begin SUPPLIED PASSAGE

What forms of agency and governance are required to manage and move beyond such crises? This panel explores how politics and political economy factors shape how cities respond to crises. This includes the role of elites, national and city governments, various civil society actors and 'reform coalitions'. At least two sessions will be organised by the African Cities Research Consortium, including:
• 1/2 sessions using of ‘political settlements’ analysis to help advance our understanding of the scope for promoting urban reform in African cities (involving a comparative analysis plus select case-studies).
• 1/2 sessions on how both politics and city systems are shaping urban development challenges and solutions in specific policy domains, including: structural transformation; local economic development; land and connectivity; informal settlements; housing; health, nutrition and wellbeing; youth and capability development; safety and security.
• We welcome other papers that also use political/political economy analysis on the challenges facing African cities and on how politically feasible reforms aimed at tackling these challenges might emerge.
Our methodology will primarily involve paper-based sessions, with papers delivered and circulated in advance in most cases to enable our sessions to focus on discussions orchestrated by an active chair.
Accepted papers:
Session 1 Thursday 29 June, 2023, -Paper short abstract:
This panel uses political settlements analysis to explain why the underlying political conditions for rapid progress on the numerous current and future crises facing African cities are absent, arguing for a rethinking of ambitions and approaches.
Paper long abstract:
In recent years, political settlements analysis has proved an influential approach, generating theory and evidence that helps to explain elite commitment and state capability for inclusive development, as well as providing pointers on how to achieve economic and social progress in a range of country contexts. However, with rare exceptions, it has not been applied to problems of urban development. The African Cities Research Consortium (ACRC) set out to change that, deploying a political settlements framework in seven urban development ‘domains’ across a range of African cities.
Looking across our cases, ACRC did find some isolated examples of progress on a small or tentative scale in some of its cities. In general, however, the combination of strong elite commitment and state capability that would be conducive to effective and inclusive urban development, was lacking. This creates a conundrum for urban reformers, inasmuch as the scale of the challenges facing African cities is huge, yet the underlying political settlement conditions for dealing decisively with them are absent. We argue that this should prompt a re-imagining of what it is possible to achieve developmentally in most African urban contexts, as well as a rethinking of how to achieve it. Neither conventional decentralisation nor recentralisation reforms will work. Conversely, creating or expanding pockets of effectiveness by forging and nurturing multi-stakeholder alliances around specific urban development challenges, is a more likely pathway to progress.
Paper short abstract:
Compares how national and city level politics interact with the politics of informal settlements to shape development processes and outcomes in two different types of political settlement.

end SUPPLIED PASSAGE
begin SUPPLIED RECORDS

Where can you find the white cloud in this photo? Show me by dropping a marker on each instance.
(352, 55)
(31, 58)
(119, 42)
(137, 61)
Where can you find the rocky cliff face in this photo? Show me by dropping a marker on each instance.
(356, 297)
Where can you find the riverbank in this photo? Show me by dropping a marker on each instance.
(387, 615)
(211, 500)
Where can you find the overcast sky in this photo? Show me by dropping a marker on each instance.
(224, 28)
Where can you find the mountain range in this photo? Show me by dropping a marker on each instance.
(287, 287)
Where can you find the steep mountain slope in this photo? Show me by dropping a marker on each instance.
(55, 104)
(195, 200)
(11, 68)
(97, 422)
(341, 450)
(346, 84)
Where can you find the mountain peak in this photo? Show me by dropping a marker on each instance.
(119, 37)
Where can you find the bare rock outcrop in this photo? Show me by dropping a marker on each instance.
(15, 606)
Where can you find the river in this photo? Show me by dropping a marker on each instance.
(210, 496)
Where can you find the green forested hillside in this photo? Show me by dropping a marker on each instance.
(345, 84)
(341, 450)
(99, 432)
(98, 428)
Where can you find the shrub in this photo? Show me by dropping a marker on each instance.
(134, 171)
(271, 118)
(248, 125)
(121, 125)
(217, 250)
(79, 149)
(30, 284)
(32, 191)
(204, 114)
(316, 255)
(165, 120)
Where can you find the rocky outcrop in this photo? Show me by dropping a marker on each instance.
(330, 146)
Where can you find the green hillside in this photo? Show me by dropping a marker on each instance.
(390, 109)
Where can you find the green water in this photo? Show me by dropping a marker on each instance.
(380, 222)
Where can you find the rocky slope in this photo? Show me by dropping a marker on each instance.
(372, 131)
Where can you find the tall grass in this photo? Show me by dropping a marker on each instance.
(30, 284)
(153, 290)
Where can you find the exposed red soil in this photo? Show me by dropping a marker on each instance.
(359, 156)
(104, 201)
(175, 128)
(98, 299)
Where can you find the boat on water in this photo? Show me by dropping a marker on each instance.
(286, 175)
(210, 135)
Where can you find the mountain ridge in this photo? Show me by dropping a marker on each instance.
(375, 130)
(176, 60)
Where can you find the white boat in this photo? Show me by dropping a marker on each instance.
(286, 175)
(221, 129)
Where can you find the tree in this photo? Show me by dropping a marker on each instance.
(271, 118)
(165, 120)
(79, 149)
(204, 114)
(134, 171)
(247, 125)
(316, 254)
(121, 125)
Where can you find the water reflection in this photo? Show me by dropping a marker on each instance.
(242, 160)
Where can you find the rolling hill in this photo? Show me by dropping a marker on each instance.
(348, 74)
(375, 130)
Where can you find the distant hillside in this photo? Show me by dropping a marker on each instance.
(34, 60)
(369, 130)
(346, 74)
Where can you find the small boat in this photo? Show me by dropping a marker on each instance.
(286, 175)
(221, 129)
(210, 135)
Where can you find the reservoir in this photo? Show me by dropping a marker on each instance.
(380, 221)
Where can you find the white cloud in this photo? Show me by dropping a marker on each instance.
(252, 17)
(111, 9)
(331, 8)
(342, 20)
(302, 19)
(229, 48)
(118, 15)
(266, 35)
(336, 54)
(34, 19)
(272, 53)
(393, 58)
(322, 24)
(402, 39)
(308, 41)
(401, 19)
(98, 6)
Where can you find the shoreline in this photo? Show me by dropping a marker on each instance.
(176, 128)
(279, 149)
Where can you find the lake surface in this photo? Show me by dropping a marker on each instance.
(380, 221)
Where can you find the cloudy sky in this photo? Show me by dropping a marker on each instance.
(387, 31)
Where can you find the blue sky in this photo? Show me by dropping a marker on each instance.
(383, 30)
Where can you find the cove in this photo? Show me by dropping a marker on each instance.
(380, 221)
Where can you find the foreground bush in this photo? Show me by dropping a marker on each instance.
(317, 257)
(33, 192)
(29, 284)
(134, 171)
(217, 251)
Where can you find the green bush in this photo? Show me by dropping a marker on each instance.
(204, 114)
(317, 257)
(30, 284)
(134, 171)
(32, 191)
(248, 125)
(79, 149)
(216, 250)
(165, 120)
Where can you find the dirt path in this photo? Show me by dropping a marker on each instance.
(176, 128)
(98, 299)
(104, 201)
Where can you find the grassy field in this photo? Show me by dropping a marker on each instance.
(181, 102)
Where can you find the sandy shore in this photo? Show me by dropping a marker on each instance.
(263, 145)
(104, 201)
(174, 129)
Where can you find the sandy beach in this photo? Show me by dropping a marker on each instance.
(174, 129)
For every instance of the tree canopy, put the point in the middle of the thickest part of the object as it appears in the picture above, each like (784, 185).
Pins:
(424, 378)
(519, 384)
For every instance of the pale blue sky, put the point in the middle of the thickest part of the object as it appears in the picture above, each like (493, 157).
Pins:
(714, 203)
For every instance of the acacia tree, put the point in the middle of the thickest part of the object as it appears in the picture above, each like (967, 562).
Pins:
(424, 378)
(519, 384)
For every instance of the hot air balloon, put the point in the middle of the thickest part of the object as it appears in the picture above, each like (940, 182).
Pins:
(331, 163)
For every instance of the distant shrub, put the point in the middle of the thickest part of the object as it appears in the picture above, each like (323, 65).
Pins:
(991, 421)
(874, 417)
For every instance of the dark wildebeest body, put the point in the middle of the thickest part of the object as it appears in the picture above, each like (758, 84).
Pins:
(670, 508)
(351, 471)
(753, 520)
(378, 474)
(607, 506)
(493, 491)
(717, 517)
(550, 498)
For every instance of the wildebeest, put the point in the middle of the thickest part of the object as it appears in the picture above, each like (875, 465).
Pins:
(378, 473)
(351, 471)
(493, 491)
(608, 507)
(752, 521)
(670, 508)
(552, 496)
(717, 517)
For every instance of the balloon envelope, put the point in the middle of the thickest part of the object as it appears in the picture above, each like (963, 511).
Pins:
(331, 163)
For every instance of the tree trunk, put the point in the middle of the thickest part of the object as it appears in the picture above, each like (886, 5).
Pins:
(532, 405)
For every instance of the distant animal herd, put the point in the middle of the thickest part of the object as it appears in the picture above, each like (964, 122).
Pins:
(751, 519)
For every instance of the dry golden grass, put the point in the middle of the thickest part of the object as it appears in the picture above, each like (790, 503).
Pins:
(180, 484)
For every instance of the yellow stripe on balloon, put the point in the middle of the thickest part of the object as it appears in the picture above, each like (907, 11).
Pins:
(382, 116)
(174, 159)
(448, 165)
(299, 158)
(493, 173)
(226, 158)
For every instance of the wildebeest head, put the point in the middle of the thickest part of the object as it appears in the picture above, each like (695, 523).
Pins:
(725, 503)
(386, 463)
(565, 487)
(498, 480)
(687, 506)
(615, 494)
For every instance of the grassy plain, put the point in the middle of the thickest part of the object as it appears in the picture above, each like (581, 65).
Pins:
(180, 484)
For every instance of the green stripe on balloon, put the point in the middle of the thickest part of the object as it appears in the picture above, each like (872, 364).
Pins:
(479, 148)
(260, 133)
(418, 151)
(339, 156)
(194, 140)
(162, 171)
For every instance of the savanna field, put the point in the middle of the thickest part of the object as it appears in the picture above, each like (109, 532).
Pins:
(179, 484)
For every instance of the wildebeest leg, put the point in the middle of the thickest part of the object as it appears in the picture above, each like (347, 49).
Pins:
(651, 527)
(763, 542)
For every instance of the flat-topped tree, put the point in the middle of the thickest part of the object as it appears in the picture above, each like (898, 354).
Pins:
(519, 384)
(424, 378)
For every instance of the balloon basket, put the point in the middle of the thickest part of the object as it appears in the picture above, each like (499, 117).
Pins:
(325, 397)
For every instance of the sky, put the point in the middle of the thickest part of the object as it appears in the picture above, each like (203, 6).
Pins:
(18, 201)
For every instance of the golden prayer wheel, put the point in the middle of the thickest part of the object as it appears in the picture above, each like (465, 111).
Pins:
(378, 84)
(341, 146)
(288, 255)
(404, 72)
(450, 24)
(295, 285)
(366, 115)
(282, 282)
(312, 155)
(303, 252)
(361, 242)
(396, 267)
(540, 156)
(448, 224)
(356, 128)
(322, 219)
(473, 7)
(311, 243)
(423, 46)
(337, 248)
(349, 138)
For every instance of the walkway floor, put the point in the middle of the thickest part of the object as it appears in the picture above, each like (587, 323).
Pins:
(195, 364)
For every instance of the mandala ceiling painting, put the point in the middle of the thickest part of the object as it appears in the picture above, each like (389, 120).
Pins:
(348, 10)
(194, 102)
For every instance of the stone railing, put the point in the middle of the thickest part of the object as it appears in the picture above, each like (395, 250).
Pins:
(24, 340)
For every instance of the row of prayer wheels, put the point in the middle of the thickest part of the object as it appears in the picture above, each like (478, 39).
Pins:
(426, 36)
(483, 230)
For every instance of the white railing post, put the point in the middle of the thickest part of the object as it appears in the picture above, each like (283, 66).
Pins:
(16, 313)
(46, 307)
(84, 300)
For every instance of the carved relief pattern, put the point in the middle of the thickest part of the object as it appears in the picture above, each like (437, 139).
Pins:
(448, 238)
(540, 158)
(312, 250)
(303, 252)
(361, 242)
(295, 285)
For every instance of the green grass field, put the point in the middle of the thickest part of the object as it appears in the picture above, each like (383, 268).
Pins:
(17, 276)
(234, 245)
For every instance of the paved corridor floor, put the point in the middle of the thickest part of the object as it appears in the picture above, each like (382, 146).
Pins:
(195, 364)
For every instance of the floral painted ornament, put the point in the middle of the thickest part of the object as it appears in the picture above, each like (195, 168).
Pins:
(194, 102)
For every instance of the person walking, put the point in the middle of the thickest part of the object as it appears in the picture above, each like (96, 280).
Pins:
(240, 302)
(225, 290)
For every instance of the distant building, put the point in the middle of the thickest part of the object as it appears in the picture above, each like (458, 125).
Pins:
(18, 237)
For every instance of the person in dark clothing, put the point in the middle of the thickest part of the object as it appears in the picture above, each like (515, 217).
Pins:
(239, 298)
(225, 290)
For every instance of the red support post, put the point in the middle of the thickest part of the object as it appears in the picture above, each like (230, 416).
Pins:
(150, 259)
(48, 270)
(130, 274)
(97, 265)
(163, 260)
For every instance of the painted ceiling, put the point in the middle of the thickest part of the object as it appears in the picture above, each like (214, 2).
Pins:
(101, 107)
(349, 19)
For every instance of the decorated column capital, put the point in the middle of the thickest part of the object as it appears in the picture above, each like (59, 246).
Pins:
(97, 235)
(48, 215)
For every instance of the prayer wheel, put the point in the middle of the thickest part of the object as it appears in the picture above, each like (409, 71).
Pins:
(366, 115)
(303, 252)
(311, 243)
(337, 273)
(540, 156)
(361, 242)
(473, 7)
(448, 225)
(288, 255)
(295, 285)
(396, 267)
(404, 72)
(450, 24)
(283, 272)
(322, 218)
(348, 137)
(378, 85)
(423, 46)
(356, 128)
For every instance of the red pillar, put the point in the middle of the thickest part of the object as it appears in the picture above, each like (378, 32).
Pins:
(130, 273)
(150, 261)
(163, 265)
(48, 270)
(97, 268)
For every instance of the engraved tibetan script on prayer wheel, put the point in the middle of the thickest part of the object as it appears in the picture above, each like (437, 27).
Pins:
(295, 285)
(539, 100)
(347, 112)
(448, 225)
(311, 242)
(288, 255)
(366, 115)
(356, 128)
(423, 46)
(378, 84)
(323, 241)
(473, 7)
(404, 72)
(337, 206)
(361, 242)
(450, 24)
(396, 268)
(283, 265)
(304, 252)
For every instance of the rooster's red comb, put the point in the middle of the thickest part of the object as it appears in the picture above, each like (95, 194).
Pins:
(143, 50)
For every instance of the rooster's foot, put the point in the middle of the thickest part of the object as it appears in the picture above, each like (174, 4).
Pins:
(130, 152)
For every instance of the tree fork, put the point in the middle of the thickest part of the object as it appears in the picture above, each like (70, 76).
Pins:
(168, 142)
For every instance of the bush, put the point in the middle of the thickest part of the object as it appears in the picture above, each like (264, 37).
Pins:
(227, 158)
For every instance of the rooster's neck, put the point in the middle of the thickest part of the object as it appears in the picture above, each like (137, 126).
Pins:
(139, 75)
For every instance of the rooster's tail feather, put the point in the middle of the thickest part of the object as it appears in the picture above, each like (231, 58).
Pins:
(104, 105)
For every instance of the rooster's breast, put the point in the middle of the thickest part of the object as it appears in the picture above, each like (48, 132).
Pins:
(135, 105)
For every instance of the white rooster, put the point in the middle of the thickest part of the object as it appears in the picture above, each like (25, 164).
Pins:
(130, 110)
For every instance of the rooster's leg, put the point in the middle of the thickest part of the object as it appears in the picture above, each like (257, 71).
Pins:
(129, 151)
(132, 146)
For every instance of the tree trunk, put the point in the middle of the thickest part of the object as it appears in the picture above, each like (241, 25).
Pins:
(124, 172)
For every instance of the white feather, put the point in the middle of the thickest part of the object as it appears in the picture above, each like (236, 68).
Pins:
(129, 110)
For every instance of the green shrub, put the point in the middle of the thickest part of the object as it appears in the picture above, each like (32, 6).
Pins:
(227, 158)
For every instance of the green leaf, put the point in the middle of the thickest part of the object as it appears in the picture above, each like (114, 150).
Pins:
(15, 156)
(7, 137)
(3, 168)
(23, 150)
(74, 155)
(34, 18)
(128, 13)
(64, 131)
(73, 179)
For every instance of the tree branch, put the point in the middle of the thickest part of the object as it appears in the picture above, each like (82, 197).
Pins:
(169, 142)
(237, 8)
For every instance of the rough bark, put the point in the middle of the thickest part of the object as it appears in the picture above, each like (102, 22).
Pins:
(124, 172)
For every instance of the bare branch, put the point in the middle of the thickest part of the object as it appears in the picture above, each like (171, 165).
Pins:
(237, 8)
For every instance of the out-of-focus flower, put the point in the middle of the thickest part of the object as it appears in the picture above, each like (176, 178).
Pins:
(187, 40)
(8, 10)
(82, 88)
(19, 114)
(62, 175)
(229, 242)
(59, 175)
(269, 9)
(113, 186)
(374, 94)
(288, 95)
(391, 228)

end SUPPLIED RECORDS

__TO-DO LIST__.
1. From the panel description on African cities, reproduce the part that opens with the words containing "Our methodology will" and closes with "an active chair.".
2. In the panel description on African cities, how many urban development domains did the African Cities Research Consortium apply its political settlements framework to?
3. Pick up the panel description on African cities after its last sentence and keep writing it.

__EXERCISE RESULTS__.
1.
Our methodology will primarily involve paper-based sessions, with papers delivered and circulated in advance in most cases to enable our sessions to focus on discussions orchestrated by an active chair.

2. Seven.

3.
Paper long abstract:
Within the growing literature on the politics of Africa’s cities, there is relatively little work that tracks how political factors operate across multiple scales to shape development possibilities. Urban contexts are characterised by multiple, overlapping forms of politics and authority that operate (inter alia) at national, city and community levels. In this paper we trace how the prospects for development within informal settlements in Freetown and Kampala, the capitals of Sierra Leone and Uganda respectively, are shaped by the interaction of political factors and processes across different scales. Drawing on primary research we investigate several cases of everyday realities of survival and contestation within informal settlements – including market operations, land disputes and responses to disasters and social service deficits – to gain insights into these processes. In each case, we find that the capacity and commitment of local actors to navigate development challenges within informal settlements is profoundly influenced by national level politics and how this interacts with city-level politics and governance. From a comparative perspective, the specific configurations of power within each national settlement – dispersed amongst competing factions in Sierra Leone and more concentrated around Uganda’s populist ruler – flows directly into the local politics of development to define the processes and possibilities for transformative change in each city’s informal settlements. We explore the implications that this has for theorising the politics of development in Africa’s cities and the prospects for progressive urban reform therein.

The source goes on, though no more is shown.